EXERCISE
Name each person who posts in the forum thread below about warning ribbon over service conductors, listing each once.

SELECTION
○ ○ ○
# Warning Ribbon 12" Above Service Conductors



## jar546 (Oct 12, 2018)

OK, I was recently schooled on this by a co-worker and realized that I had been enforcing something that I always saw as standard practice even though it is not actually required under NEC 300.5.

Who enforces this when the service conductors are in conduit and are not direct burial conductors?


----------



## ICE (Oct 12, 2018)

_(D) Protection from Damage. Direct-buried conductors and cables shall be protected from damage in accordance with 300.5(D)(1) through (D)(4). 


(3) Service Conductors. Underground service conductors that are not encased in concrete and that are buried 450 mm (18 in.) or more below grade shall have their location identified by a warning ribbon that is placed in the trench at least 300 mm (12 in.) above the underground installation. 
_
It seems odd that no ribbon is required until the cable depth is 18" or more.  What seems damned strange is burying a bare cable at any depth. In all of my weeks as an inspector I've not encountered that.


----------



## jar546 (Oct 12, 2018)

ICE said:


> _(D) Protection from Damage. Direct-buried conductors and cables shall be protected from damage in accordance with 300.5(D)(1) through (D)(4).
> 
> 
> (3) Service Conductors. Underground service conductors that are not encased in concrete and that are buried 450 mm (18 in.) or more below grade shall have their location identified by a warning ribbon that is placed in the trench at least 300 mm (12 in.) above the underground installation.
> ...



In PA I saw direct burial conductors a lot, especially for long runs and that is when the tape marker 12' above is actually required.  This section is applicable to service conductors and most POCOs require 36" depth anyway so the requirement kicks in.


----------



## ICE (Oct 12, 2018)

Underground electrical is how stop signs have been energized.  I remember an article about the tremendous number of dangerous metal objects that are found to be energized in cities.  Such things as bus shelters to manhole covers.  It was eyeopening.


I found it:
https://www.today.com/news/stray-voltage-hidden-danger-can-strike-everyday-objects-1D80279142


----------



## Sifu (Oct 16, 2018)

Thanks ICE, that was a shocking video.


----------



## Francis Vineyard (Oct 17, 2018)

Wonder if it needed a warning ribbon here, the CC says the service at more than 2 to 3 ft.


https://www.thebuildingcodeforum.com/forum/threads/water-in-conduit.23991/


----------



## jar546 (Oct 17, 2018)

Nope, looks like it’s In conduit


----------



## Francis Vineyard (Oct 17, 2018)

"Underground service conductors that are not encased in concrete and that are buried 18 in. or more . . . "


----------



## jar546 (Oct 17, 2018)

Francis Vineyard said:


> "Underground service conductors that are not encased in concrete and that are buried 18 in. or more . . . "



Yes I know.  BUT,............ The section it is in is specifically for direct burial conductors.  300.5(D) is specific to direct burial conductors and the requirements are under that section.


----------



## Francis Vineyard (Oct 18, 2018)

Got it! (D) is saying (3) only applies to direct buried service conductors and the warning ribbon is one of the methods listed for protection.
○ ○ ○
SOURCE DATA

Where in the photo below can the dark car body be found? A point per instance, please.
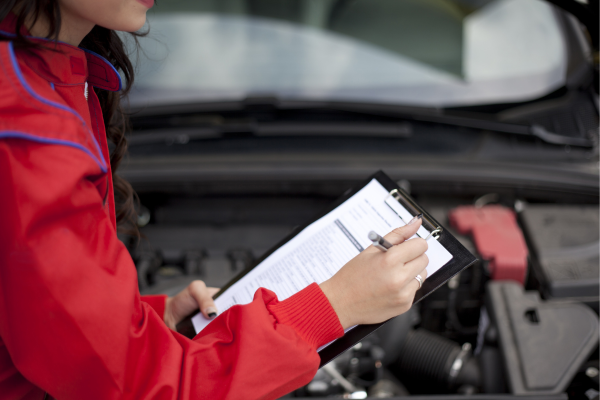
○ ○ ○
EXPECTED ANSWER
jar546, ICE, Sifu, Francis Vineyard